Data records
-*-
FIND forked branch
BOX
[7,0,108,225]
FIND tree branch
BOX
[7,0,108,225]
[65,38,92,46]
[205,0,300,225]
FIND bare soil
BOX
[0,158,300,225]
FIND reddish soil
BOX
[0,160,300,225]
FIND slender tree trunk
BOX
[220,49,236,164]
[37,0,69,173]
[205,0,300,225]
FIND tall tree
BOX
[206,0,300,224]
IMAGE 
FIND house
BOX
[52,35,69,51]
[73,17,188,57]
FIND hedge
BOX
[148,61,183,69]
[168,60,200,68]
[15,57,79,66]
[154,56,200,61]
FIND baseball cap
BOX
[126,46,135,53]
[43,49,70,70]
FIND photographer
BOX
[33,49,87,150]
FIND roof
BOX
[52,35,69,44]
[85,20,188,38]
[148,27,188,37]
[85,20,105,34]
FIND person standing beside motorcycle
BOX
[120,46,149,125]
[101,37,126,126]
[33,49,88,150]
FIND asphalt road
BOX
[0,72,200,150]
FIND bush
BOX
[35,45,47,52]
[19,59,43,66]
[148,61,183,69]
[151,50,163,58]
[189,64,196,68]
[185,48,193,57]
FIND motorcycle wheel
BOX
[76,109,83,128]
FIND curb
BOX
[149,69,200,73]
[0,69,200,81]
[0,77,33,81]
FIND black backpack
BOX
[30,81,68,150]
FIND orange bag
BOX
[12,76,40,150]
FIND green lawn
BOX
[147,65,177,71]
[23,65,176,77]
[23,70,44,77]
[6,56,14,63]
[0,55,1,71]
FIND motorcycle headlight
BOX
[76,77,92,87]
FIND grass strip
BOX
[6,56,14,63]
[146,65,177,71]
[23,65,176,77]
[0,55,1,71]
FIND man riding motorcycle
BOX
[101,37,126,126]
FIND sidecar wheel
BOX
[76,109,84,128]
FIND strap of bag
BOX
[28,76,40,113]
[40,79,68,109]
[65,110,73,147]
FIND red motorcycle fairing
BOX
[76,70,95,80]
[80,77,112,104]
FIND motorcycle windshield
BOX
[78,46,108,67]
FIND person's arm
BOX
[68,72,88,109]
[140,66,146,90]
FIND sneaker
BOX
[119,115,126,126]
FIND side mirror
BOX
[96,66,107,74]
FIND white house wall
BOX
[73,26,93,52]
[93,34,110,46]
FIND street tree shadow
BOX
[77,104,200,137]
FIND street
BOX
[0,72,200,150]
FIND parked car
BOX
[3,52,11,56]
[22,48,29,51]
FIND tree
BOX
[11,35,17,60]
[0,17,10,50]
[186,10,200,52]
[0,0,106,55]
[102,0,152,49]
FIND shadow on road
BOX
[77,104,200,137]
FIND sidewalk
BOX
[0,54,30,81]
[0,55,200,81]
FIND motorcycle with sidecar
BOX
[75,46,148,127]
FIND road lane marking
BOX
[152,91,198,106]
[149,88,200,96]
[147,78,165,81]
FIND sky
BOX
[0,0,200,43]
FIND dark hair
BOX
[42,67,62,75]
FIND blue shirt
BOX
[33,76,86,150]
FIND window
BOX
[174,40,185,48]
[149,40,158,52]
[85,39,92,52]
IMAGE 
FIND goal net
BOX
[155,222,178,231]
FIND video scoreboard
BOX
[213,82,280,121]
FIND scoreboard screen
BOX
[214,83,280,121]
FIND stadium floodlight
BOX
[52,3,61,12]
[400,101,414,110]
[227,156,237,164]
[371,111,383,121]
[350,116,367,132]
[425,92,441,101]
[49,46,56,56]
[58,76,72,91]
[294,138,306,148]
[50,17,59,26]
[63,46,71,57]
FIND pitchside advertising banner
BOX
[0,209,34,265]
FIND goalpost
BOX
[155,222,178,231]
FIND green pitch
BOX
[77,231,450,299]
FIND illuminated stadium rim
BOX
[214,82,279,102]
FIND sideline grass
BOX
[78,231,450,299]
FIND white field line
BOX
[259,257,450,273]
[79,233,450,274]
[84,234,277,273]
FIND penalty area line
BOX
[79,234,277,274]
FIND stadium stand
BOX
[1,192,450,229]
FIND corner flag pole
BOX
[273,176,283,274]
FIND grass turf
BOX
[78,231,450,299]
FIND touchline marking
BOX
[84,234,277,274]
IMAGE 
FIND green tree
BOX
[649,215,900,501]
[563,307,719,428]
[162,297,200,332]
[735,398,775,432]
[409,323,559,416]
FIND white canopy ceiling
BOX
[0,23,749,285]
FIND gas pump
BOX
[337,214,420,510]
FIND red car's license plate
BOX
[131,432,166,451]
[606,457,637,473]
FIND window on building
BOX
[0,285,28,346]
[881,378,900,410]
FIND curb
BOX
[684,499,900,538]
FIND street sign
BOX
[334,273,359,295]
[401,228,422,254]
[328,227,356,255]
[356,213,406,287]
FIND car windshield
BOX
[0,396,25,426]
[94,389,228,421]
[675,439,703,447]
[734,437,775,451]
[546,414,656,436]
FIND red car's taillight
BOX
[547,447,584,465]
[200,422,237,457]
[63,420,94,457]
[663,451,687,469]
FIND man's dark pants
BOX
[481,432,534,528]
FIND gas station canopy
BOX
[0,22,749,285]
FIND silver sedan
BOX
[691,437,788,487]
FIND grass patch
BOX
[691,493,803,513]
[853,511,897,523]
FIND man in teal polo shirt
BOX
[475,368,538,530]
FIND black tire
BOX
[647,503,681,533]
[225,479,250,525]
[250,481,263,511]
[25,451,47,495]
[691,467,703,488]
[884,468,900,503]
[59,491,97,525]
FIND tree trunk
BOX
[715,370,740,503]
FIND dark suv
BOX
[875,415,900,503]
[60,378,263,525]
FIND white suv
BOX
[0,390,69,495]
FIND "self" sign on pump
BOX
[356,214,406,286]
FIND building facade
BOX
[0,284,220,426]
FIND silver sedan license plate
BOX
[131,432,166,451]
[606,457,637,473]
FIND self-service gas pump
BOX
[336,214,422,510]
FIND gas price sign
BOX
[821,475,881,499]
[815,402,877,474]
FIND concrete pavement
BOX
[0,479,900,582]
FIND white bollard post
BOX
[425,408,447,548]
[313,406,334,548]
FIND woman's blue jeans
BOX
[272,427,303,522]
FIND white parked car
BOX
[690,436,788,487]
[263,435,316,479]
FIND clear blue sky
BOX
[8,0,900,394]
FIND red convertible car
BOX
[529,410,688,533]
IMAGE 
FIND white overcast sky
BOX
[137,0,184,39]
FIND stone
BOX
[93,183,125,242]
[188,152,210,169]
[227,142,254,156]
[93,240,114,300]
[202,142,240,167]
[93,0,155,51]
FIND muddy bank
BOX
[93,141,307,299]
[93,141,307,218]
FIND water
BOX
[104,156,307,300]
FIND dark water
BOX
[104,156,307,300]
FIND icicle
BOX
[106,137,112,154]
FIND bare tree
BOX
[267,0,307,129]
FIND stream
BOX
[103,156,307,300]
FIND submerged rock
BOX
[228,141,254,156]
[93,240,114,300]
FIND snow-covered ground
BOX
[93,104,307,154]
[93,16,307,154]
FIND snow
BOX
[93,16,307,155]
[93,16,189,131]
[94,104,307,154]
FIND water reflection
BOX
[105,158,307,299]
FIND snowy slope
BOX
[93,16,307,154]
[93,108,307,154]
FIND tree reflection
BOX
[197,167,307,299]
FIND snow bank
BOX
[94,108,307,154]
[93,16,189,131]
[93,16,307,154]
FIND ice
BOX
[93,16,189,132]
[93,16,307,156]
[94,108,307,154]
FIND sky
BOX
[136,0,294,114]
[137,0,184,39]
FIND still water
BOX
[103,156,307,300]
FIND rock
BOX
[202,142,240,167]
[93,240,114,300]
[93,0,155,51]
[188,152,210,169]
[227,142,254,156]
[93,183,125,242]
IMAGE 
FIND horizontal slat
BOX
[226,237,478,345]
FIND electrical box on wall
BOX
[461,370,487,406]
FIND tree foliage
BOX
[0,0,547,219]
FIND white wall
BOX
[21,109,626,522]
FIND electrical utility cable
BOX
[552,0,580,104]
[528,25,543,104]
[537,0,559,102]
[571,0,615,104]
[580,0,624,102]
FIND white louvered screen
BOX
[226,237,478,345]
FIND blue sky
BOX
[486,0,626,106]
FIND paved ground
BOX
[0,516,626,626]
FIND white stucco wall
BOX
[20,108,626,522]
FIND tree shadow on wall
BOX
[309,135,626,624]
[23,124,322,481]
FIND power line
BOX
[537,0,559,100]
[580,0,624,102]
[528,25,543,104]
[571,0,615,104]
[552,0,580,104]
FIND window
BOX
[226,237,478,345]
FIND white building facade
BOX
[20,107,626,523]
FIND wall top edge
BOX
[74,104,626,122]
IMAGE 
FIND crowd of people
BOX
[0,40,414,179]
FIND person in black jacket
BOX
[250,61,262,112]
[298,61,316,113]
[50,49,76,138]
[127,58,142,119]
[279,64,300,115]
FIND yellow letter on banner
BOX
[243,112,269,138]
-*-
_THE TASK_: Rescale the entries between the line holding "FIND tall tree" and the line holding "[65,110,73,147]", inclusive, writing out only those lines, the FIND and BOX lines among them. Multiply each bounding-box coordinate by 1.55 and round it to a whole number, with halves rounded up.

_EXERCISE RESPONSE_:
FIND tall tree
BOX
[319,0,465,347]
IMAGE 
FIND house
BOX
[81,54,107,79]
[113,26,291,88]
FIND hedge
BOX
[229,95,284,107]
[260,93,310,105]
[23,88,122,102]
[239,87,310,95]
FIND baseball cap
BOX
[195,71,209,82]
[67,76,109,109]
FIND photographer
BOX
[51,76,135,233]
FIND roof
BOX
[81,54,107,68]
[132,31,291,59]
[229,42,291,57]
[132,31,163,53]
FIND person standing beside motorcycle
BOX
[186,71,231,194]
[157,57,195,195]
[51,76,136,233]
FIND asphalt road
BOX
[0,112,310,233]
FIND bush
BOX
[54,70,73,81]
[29,91,67,102]
[229,95,284,107]
[234,78,253,90]
[293,99,304,105]
[287,74,299,88]
FIND motorcycle wheel
BOX
[118,169,129,198]
FIND curb
BOX
[231,107,310,113]
[0,107,310,126]
[0,119,51,126]
FIND black backpack
BOX
[47,126,105,233]
FIND orange bag
BOX
[19,118,62,233]
FIND green lawn
BOX
[228,101,274,110]
[36,101,273,119]
[36,109,68,119]
[9,87,22,98]
[0,85,2,110]
FIND motorcycle headlight
BOX
[118,119,143,135]
FIND grass strip
BOX
[9,87,22,98]
[226,101,274,110]
[36,101,273,119]
[0,85,2,110]
FIND man riding motorcycle
BOX
[157,57,195,195]
FIND sidecar wheel
BOX
[118,169,130,198]
FIND strap of bag
BOX
[43,118,62,175]
[62,122,105,169]
[101,171,113,228]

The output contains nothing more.